Aim — Format every line of the listing below as a Markdown table with the columns "Row" and "Line", numbering the rows in order and skipping any blank lines.

Object position labeling entries
+ + + + + + +

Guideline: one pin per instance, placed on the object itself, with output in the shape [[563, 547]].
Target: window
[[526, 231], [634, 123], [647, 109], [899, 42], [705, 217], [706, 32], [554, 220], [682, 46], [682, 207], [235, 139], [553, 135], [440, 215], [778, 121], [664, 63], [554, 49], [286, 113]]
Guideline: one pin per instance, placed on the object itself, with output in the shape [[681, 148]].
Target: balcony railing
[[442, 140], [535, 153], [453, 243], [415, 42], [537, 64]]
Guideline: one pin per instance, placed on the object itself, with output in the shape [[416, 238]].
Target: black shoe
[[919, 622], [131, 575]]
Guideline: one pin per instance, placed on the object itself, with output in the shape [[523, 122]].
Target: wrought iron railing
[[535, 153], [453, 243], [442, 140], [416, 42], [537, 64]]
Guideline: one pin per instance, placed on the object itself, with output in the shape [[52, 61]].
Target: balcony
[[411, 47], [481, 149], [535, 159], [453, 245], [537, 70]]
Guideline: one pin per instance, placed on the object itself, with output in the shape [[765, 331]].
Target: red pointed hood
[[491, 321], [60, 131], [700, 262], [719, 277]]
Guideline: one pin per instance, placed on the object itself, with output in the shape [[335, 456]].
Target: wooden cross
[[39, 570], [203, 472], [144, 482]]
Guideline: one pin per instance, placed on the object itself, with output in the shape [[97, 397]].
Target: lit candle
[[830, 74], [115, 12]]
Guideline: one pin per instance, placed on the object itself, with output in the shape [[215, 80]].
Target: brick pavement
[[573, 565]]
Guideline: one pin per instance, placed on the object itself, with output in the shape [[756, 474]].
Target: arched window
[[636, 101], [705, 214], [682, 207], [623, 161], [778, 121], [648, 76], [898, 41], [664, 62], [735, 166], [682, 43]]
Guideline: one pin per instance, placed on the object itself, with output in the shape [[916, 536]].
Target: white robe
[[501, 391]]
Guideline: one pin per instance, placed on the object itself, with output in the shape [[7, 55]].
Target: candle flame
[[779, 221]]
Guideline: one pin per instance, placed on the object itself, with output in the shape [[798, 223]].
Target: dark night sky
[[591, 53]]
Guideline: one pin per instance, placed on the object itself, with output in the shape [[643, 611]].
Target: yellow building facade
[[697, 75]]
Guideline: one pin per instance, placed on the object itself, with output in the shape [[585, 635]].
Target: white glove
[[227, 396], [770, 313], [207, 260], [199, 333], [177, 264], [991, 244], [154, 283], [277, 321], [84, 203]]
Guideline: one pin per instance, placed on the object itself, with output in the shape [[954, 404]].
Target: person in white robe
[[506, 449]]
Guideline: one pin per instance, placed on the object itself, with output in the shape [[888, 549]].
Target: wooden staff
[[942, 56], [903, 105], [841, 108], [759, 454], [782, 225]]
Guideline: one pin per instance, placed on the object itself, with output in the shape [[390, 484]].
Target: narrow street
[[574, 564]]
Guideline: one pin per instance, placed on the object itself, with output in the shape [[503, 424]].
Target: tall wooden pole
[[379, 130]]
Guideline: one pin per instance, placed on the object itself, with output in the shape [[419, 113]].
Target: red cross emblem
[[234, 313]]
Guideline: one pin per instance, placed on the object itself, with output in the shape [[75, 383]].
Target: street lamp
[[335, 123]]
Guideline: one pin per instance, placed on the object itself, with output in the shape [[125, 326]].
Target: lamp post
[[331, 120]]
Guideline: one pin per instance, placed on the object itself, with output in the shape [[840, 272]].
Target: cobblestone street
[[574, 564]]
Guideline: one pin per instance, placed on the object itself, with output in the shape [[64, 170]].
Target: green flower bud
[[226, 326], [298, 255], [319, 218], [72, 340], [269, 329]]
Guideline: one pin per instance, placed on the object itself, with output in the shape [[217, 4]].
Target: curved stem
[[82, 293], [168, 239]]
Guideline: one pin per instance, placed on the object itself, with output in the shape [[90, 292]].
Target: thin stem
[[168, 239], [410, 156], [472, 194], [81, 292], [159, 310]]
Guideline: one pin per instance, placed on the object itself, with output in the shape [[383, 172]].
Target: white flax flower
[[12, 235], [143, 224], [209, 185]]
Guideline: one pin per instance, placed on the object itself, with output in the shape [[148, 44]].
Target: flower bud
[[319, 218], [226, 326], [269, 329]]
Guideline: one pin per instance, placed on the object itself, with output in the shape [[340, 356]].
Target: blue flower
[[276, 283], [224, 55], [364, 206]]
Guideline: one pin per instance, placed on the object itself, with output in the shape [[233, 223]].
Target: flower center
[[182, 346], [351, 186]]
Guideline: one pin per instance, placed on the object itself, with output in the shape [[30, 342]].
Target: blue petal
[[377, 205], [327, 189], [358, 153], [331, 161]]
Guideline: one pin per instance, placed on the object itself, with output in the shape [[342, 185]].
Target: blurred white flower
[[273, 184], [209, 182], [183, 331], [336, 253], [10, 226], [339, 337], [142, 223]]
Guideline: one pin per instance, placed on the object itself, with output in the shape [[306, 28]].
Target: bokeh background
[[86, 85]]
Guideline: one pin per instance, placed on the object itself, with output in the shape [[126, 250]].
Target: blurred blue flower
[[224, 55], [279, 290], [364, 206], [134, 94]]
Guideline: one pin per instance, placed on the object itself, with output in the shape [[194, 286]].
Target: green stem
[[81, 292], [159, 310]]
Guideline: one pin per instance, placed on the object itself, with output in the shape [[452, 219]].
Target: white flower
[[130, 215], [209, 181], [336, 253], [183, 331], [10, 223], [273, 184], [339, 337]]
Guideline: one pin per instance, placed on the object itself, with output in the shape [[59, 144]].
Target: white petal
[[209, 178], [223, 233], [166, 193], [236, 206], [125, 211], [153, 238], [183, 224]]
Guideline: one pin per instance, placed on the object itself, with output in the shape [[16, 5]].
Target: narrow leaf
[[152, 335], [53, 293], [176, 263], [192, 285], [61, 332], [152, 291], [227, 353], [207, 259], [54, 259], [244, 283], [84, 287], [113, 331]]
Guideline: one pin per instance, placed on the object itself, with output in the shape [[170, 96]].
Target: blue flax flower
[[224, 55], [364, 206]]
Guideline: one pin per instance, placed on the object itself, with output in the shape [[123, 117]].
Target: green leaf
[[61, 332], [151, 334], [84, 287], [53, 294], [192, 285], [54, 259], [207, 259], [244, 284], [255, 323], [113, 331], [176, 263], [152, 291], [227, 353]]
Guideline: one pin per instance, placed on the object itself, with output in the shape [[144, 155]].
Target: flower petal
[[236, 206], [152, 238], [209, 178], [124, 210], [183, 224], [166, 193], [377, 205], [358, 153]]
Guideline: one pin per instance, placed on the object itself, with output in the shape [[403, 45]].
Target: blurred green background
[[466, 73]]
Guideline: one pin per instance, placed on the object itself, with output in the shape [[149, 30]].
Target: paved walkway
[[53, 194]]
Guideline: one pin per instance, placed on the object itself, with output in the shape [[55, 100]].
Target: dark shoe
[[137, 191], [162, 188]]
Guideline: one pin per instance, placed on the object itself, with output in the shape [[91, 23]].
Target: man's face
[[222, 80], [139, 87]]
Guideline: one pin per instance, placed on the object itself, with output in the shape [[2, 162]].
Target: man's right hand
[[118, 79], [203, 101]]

+ + + + + + +

Full answer —
| Row | Line |
|---|---|
| 1 | Guideline: one pin per instance, placed on the object itself, with output in the shape [[563, 547]]. |
| 2 | Target: window |
| 3 | [[526, 231], [634, 123], [647, 109], [899, 42], [705, 217], [706, 32], [554, 220], [682, 46], [682, 207], [235, 139], [553, 135], [440, 215], [778, 121], [664, 63], [554, 49], [286, 113]] |
| 4 | Guideline: one pin per instance, placed on the object itself, with output in the shape [[681, 148]]. |
| 5 | Target: balcony railing |
| 6 | [[442, 140], [535, 153], [453, 243], [415, 42], [537, 64]] |
| 7 | Guideline: one pin per instance, placed on the object itself, with output in the shape [[416, 238]]. |
| 8 | Target: black shoe |
| 9 | [[919, 622], [131, 575]] |
| 10 | Guideline: one pin per instance, placed on the object itself, with output in the shape [[523, 122]]. |
| 11 | Target: wrought iron railing |
| 12 | [[535, 153], [453, 243], [442, 140], [416, 42], [537, 64]] |
| 13 | Guideline: one pin per instance, placed on the object itself, with output in the shape [[52, 61]]. |
| 14 | Target: balcony |
| 15 | [[411, 47], [481, 149], [535, 159], [453, 245], [537, 70]] |
| 16 | Guideline: one pin per instance, placed on the object itself, with output in the shape [[765, 331]]. |
| 17 | Target: red pointed hood |
| 18 | [[491, 321], [60, 131], [700, 262], [719, 277]] |
| 19 | Guideline: one pin per instance, placed on the object itself, with output in the shape [[335, 456]]. |
| 20 | Target: wooden cross |
| 21 | [[39, 570], [203, 472], [144, 482]] |
| 22 | Guideline: one pin per instance, placed on the object itself, with output in the shape [[97, 397]]. |
| 23 | Target: lit candle |
| 24 | [[830, 74], [115, 12]] |
| 25 | Guideline: one pin per instance, placed on the object itself, with output in the shape [[215, 80]]. |
| 26 | Target: brick pavement |
| 27 | [[573, 565]] |
| 28 | Guideline: one pin per instance, placed on the object itself, with output in the shape [[756, 474]]. |
| 29 | Target: arched window |
| 30 | [[636, 101], [705, 214], [682, 207], [623, 161], [778, 121], [648, 76], [898, 41], [664, 62], [735, 166], [682, 43]] |
| 31 | Guideline: one pin per instance, placed on the object itself, with output in the shape [[916, 536]]. |
| 32 | Target: white robe |
| 33 | [[501, 391]] |
| 34 | Guideline: one pin per instance, placed on the object itself, with output in the shape [[7, 55]]. |
| 35 | Target: candle flame |
| 36 | [[779, 221]] |
| 37 | Guideline: one pin per instance, placed on the object itself, with output in the shape [[798, 223]]. |
| 38 | Target: dark night sky |
| 39 | [[591, 53]] |
| 40 | Guideline: one pin per instance, placed on the object itself, with output in the shape [[643, 611]]. |
| 41 | Target: yellow building facade |
| 42 | [[697, 75]] |
| 43 | Guideline: one pin per instance, placed on the object itself, with output in the shape [[585, 635]]. |
| 44 | Target: white glove |
| 45 | [[227, 396], [770, 313], [207, 260], [199, 333], [177, 264], [991, 244], [154, 283], [277, 321], [84, 203]] |
| 46 | Guideline: one pin per instance, placed on the object itself, with output in the shape [[954, 404]]. |
| 47 | Target: person in white robe |
| 48 | [[506, 449]] |
| 49 | Guideline: one pin per instance, placed on the object itself, with output in the shape [[888, 549]]. |
| 50 | Target: wooden staff |
| 51 | [[942, 56], [903, 105], [841, 108], [759, 454], [782, 225]] |
| 52 | Guideline: one pin per instance, placed on the object itself, with output in the shape [[390, 484]]. |
| 53 | Target: narrow street |
| 54 | [[574, 564]] |
| 55 | Guideline: one pin per instance, placed on the object itself, with output in the shape [[503, 424]]. |
| 56 | Target: tall wooden pole |
| 57 | [[379, 130]] |
| 58 | Guideline: one pin per instance, placed on the object itself, with output in the shape [[419, 113]]. |
| 59 | Target: red cross emblem |
| 60 | [[234, 313]] |
| 61 | Guideline: one pin per instance, placed on the object itself, with output in the shape [[75, 383]]. |
| 62 | Target: street lamp |
| 63 | [[335, 123]] |
| 64 | Guideline: one pin per instance, placed on the object itself, with output in the shape [[125, 326]]. |
| 65 | Target: lamp post |
| 66 | [[331, 120]] |
| 67 | Guideline: one pin per instance, placed on the object itself, with output in the shape [[840, 272]]. |
| 68 | Target: cobblestone street |
| 69 | [[574, 564]] |
| 70 | Guideline: one pin per instance, placed on the object itself, with output in the shape [[64, 170]]. |
| 71 | Target: green flower bud |
| 72 | [[226, 326], [298, 255], [319, 218], [72, 340], [269, 329]] |
| 73 | Guideline: one pin per instance, placed on the object itself, with output in the shape [[217, 4]]. |
| 74 | Target: curved stem |
| 75 | [[82, 293], [168, 239]] |
| 76 | Guideline: one pin per instance, placed on the object itself, with output in the shape [[90, 292]]. |
| 77 | Target: thin stem |
| 78 | [[168, 239], [410, 156], [472, 194], [81, 292], [159, 310]] |
| 79 | Guideline: one pin per instance, placed on the object itself, with output in the shape [[383, 172]]. |
| 80 | Target: white flax flower |
| 81 | [[12, 235], [143, 224], [209, 185]] |
| 82 | Guideline: one pin per instance, placed on the object itself, with output in the shape [[148, 44]]. |
| 83 | Target: flower bud |
| 84 | [[319, 218], [226, 326], [269, 329]] |
| 85 | Guideline: one pin per instance, placed on the object itself, with output in the shape [[340, 356]]. |
| 86 | Target: blue flower |
| 87 | [[276, 283], [224, 55], [364, 206]] |
| 88 | Guideline: one pin per instance, placed on the object itself, with output in the shape [[233, 223]]. |
| 89 | Target: flower center |
| 90 | [[182, 346], [351, 186]] |
| 91 | Guideline: one pin per instance, placed on the object itself, with output in the shape [[30, 342]]. |
| 92 | Target: blue petal |
| 93 | [[377, 205], [327, 189], [358, 153], [331, 161]] |
| 94 | Guideline: one pin per instance, placed on the object itself, with output in the shape [[342, 185]]. |
| 95 | Target: blurred white flower |
| 96 | [[273, 184], [209, 182], [183, 331], [336, 253], [10, 226], [339, 337], [142, 223]] |
| 97 | Guideline: one pin per instance, placed on the object itself, with output in the shape [[306, 28]]. |
| 98 | Target: bokeh background |
| 99 | [[86, 85]] |
| 100 | Guideline: one pin per instance, placed on the object itself, with output in the shape [[126, 250]]. |
| 101 | Target: blurred blue flower |
| 102 | [[224, 55], [279, 290], [364, 206], [134, 94]] |
| 103 | Guideline: one pin per instance, placed on the object itself, with output in the shape [[194, 286]]. |
| 104 | Target: green stem |
| 105 | [[81, 292], [159, 310]] |
| 106 | Guideline: one pin per instance, placed on the object itself, with output in the shape [[452, 219]]. |
| 107 | Target: white flower |
| 108 | [[130, 215], [209, 181], [336, 253], [183, 331], [10, 223], [273, 184], [339, 337]] |
| 109 | Guideline: one pin per instance, placed on the object itself, with output in the shape [[59, 144]]. |
| 110 | Target: white petal |
| 111 | [[209, 178], [223, 233], [166, 193], [236, 206], [125, 211], [153, 238], [183, 224]] |
| 112 | Guideline: one pin per instance, placed on the object itself, with output in the shape [[16, 5]]. |
| 113 | Target: narrow leaf |
| 114 | [[152, 335], [53, 293], [176, 263], [192, 285], [61, 332], [152, 291], [227, 353], [207, 259], [54, 259], [244, 283], [84, 287], [113, 331]] |
| 115 | Guideline: one pin per instance, placed on the object itself, with output in the shape [[170, 96]]. |
| 116 | Target: blue flax flower |
| 117 | [[224, 55], [364, 206]] |
| 118 | Guideline: one pin per instance, placed on the object itself, with output in the shape [[123, 117]]. |
| 119 | Target: green leaf |
| 120 | [[61, 332], [151, 334], [84, 287], [53, 294], [192, 285], [54, 259], [207, 259], [244, 284], [255, 323], [113, 331], [176, 263], [152, 291], [227, 353]] |
| 121 | Guideline: one pin per instance, placed on the object itself, with output in the shape [[144, 155]]. |
| 122 | Target: flower petal |
| 123 | [[236, 206], [152, 238], [209, 178], [124, 210], [183, 224], [166, 193], [377, 205], [358, 153]] |
| 124 | Guideline: one pin per instance, placed on the object itself, with output in the shape [[403, 45]]. |
| 125 | Target: blurred green background |
| 126 | [[466, 73]] |
| 127 | Guideline: one pin per instance, placed on the object itself, with output in the shape [[149, 30]]. |
| 128 | Target: paved walkway |
| 129 | [[53, 194]] |
| 130 | Guideline: one pin per instance, placed on the object itself, with output in the shape [[55, 100]]. |
| 131 | Target: dark shoe |
| 132 | [[137, 191], [162, 188]] |
| 133 | Guideline: one pin per instance, placed on the object itself, with output in the shape [[91, 23]]. |
| 134 | Target: man's face |
| 135 | [[222, 80], [139, 87]] |
| 136 | Guideline: one pin per instance, placed on the object itself, with output in the shape [[2, 162]]. |
| 137 | Target: man's right hand |
| 138 | [[118, 79], [203, 101]] |